Brief:
Rewrite the entries starting at the line that has "Where can the white textured" and stopping after the line that has "<point>117,504</point>", keeping every line and raising each coordinate in the answer points by 36. The sample points in each entry stay unchanged.

--- begin Data provided ---

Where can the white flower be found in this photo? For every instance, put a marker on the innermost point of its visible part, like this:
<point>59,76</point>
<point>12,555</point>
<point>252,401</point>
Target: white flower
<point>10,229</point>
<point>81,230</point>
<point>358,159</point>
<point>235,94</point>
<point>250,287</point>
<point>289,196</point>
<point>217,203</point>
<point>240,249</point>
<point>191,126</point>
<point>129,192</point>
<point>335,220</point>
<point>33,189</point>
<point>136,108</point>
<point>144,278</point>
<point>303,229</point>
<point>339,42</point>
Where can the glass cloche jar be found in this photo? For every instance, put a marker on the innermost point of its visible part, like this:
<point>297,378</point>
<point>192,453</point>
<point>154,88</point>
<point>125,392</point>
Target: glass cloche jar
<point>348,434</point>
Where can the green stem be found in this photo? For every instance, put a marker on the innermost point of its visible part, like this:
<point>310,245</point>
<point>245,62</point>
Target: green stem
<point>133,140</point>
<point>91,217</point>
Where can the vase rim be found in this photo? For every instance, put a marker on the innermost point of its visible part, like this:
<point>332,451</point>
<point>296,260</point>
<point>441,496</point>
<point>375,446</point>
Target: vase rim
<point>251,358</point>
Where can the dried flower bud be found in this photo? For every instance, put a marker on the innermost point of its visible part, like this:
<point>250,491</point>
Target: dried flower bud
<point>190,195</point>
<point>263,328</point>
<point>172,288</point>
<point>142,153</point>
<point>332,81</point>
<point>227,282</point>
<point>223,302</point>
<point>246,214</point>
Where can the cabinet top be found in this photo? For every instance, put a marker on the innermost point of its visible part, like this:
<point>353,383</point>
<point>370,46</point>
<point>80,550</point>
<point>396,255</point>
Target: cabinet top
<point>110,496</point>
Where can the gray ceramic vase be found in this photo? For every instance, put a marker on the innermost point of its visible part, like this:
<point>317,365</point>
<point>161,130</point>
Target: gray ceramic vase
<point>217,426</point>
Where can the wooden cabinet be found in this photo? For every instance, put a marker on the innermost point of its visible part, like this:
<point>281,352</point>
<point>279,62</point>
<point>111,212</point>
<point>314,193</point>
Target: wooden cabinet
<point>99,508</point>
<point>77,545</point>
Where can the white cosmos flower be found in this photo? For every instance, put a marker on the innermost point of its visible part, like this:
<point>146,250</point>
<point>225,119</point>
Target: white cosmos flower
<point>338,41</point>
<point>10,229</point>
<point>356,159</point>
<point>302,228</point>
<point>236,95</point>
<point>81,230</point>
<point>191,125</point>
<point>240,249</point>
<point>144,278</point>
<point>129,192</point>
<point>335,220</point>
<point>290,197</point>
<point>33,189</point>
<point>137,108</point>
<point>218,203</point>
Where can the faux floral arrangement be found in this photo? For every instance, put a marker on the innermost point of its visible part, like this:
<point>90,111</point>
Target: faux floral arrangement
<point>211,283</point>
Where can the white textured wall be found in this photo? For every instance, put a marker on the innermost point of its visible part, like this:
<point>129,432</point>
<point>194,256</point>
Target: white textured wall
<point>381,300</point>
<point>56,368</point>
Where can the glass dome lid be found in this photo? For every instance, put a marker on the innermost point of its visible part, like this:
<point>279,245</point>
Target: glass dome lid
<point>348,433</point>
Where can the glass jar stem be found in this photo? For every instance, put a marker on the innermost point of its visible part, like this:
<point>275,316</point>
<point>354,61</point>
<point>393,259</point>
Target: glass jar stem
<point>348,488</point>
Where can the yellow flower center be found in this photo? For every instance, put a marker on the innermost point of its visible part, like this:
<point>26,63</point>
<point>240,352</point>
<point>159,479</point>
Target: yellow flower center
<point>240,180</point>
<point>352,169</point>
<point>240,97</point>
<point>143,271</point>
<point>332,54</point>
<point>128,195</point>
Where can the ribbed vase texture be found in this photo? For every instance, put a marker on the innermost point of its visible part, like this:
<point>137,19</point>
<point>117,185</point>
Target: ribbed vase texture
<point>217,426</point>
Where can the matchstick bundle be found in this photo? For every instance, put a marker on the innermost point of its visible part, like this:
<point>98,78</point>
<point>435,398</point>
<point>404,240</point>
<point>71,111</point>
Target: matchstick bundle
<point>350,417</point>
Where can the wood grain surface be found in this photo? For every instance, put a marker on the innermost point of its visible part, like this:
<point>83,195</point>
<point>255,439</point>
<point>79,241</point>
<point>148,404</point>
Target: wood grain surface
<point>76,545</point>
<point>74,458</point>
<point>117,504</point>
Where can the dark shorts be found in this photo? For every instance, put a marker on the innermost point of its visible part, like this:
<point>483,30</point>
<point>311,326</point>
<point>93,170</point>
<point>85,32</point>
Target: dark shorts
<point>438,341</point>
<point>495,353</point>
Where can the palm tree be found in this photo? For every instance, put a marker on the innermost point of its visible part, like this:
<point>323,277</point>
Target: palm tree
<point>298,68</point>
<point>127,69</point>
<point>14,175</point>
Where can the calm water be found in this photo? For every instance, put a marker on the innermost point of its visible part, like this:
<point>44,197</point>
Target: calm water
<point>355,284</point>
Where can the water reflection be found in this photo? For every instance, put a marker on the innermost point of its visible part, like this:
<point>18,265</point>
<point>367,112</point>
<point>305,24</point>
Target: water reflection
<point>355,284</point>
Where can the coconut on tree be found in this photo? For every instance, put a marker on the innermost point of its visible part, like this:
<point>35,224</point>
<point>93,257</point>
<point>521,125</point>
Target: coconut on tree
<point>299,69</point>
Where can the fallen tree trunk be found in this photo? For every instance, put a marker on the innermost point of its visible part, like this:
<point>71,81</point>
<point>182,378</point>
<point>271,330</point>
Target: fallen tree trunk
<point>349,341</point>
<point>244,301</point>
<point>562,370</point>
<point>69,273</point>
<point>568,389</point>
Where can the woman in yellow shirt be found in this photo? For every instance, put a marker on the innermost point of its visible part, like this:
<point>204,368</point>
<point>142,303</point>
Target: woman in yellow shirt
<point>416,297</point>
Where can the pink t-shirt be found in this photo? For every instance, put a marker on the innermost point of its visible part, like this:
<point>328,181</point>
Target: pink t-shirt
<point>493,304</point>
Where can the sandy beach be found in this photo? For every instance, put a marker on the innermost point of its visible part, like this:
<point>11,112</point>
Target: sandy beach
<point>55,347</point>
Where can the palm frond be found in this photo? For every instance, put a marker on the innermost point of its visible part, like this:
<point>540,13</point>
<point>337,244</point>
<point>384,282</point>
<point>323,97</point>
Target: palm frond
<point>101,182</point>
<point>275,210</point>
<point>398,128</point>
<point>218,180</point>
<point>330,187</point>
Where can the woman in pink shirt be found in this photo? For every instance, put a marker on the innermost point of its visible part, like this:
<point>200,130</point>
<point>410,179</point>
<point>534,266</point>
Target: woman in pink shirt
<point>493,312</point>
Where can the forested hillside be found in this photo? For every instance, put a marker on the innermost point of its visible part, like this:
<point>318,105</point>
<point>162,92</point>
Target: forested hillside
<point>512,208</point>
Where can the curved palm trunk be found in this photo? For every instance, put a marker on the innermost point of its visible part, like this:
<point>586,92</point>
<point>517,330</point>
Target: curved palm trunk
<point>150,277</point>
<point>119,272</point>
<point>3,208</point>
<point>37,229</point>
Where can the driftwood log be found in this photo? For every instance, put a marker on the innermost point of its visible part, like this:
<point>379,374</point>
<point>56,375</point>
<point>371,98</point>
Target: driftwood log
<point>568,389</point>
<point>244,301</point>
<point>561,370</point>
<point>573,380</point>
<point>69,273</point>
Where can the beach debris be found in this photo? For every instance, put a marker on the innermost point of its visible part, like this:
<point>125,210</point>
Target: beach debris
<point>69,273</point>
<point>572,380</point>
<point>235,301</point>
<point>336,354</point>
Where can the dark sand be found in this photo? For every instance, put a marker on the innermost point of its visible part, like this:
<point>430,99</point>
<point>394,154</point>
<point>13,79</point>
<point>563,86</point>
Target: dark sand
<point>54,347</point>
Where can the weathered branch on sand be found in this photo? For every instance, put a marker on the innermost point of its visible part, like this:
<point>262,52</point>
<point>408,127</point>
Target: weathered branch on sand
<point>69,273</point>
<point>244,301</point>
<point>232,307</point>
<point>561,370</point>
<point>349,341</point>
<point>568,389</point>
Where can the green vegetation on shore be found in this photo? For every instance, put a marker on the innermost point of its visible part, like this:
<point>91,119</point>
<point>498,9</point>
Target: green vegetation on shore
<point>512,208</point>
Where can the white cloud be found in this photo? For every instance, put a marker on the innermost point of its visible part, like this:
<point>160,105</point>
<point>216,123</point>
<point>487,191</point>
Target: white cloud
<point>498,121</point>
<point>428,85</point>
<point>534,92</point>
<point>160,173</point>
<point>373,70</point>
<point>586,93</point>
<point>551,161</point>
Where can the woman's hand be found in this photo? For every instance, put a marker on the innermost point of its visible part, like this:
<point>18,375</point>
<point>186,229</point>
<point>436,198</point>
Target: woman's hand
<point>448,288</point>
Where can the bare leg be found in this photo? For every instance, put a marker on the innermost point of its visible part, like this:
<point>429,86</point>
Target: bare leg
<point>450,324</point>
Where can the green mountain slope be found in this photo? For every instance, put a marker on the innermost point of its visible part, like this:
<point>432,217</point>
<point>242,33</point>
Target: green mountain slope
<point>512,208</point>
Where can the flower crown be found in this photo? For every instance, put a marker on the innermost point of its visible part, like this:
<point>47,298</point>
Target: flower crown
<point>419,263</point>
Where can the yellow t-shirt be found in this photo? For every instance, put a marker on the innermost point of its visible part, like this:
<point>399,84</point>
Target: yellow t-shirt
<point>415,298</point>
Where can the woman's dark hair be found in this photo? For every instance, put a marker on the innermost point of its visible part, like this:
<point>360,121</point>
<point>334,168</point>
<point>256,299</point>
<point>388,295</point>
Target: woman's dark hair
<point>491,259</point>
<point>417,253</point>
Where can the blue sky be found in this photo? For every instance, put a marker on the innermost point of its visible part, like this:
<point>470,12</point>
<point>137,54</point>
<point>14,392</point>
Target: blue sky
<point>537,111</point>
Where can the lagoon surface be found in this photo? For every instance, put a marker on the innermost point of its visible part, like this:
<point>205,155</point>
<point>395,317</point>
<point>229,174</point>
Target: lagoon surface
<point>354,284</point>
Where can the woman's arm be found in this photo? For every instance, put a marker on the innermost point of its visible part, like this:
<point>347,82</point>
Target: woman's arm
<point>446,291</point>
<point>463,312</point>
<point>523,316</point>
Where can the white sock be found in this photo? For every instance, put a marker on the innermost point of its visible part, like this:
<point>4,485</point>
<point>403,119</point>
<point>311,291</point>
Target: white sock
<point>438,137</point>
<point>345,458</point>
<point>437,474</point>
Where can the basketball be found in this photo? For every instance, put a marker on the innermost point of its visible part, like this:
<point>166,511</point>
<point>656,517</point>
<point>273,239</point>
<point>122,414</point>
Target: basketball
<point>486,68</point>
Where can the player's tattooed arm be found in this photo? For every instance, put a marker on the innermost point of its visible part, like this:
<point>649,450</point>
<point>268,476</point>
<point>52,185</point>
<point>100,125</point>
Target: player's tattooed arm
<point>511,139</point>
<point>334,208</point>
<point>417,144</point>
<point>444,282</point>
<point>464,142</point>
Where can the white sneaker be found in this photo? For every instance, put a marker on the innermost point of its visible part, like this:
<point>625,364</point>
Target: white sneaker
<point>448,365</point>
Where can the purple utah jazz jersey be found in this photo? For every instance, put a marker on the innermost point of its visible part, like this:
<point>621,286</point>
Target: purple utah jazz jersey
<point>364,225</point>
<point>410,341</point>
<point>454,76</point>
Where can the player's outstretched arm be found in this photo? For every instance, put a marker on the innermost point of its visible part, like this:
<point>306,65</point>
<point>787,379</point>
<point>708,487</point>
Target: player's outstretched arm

--- end Data provided ---

Solution to this task:
Where can the white textured wall be found in this photo? For every instance, put a marker on the innermost point of its visible part, like this:
<point>129,432</point>
<point>194,256</point>
Target: white textured wall
<point>417,336</point>
<point>92,404</point>
Where can the glass dome lid be found in this photo? For every instance, put a marker on the innermost point of its visible part, like this:
<point>279,245</point>
Target: glass dome lid
<point>384,469</point>
Where can the glass jar stem be found in this photo? For every instance, put a marker on the innermost point of its visible part, like this:
<point>275,316</point>
<point>354,61</point>
<point>393,259</point>
Target: glass jar stem
<point>384,524</point>
Where can the yellow flower center be found in this photo? For every instance, put a marker on the innermost point of its visible part, like this:
<point>26,63</point>
<point>240,352</point>
<point>159,479</point>
Target: yellow flower center
<point>276,216</point>
<point>388,205</point>
<point>276,133</point>
<point>179,307</point>
<point>368,90</point>
<point>164,231</point>
Where can the ribbed vase texture be found in this photo? For every instance, put a marker on the innermost point of its visible part, like this:
<point>137,19</point>
<point>117,185</point>
Target: ribbed vase texture
<point>253,462</point>
Where can the matchstick bundle be found in this photo? For every instance, put a marker on the innermost point of its visible part, like this:
<point>98,78</point>
<point>435,398</point>
<point>404,240</point>
<point>71,111</point>
Target: matchstick bundle
<point>386,453</point>
Where can the wood grain surface be found in this photo? For every instance, put a marker on the innermost point of its visible part, like this:
<point>83,195</point>
<point>255,439</point>
<point>79,241</point>
<point>148,404</point>
Target: wood grain surface
<point>112,581</point>
<point>110,494</point>
<point>153,540</point>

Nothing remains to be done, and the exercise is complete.